• [WHAT IS REQUIRED] Nothing in the copy should be a picture; everything else in the listing is to be restated exactly.

• [INFORMATION]
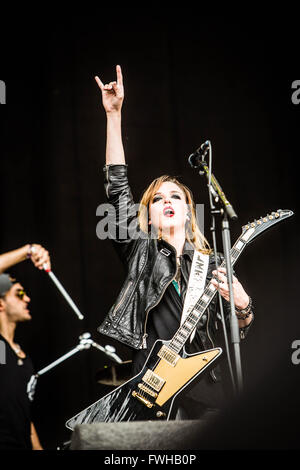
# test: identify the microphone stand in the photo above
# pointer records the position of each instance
(196, 160)
(85, 342)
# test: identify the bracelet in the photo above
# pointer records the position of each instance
(29, 252)
(244, 313)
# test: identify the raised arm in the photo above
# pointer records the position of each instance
(112, 99)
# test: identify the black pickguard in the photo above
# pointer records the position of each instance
(119, 405)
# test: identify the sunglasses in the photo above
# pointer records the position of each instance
(21, 294)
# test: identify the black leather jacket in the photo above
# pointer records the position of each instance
(150, 265)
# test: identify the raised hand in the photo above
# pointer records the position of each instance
(112, 93)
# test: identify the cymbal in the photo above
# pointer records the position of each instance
(115, 375)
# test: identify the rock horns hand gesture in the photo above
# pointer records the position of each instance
(112, 93)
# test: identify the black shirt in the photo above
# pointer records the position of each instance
(15, 415)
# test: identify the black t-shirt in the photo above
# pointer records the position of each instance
(15, 415)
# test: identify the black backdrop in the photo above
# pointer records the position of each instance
(186, 80)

• [PROBLEM SOLUTION]
# test: identify the microphone stand in the photo above
# pointer records the position of each instance
(196, 160)
(85, 342)
# test: identify the bracelet in the photo above
# pointer records the position of each instance
(29, 252)
(244, 313)
# test: identify the raised arm in the photo above
# pointer records the position of each instance
(112, 99)
# test: identify the black pickguard in the photo above
# pointer records the position of each instance
(119, 405)
# test: identify the sunglasses in the photo above
# pointer records the position of each instance
(21, 294)
# test: identify the black leather jacket in the photo above
# pointer records the position of each instance
(150, 265)
# test: identify the raised hand in the photo above
# pointer records the position of each instance
(112, 93)
# test: identify the cymbal in the photo above
# pointer records the position of each instance
(115, 375)
# test: identify the rock horns hand gesture in the photo above
# pointer records the position of each instance
(112, 93)
# test: identify the black shirt in the photo above
# pointer records the position of each instance
(15, 415)
# test: identify the black t-shirt in the photo above
# pointer records the position of each instance
(15, 415)
# test: identify the black backdrop in the photo above
# pointer records the position of each instance
(186, 80)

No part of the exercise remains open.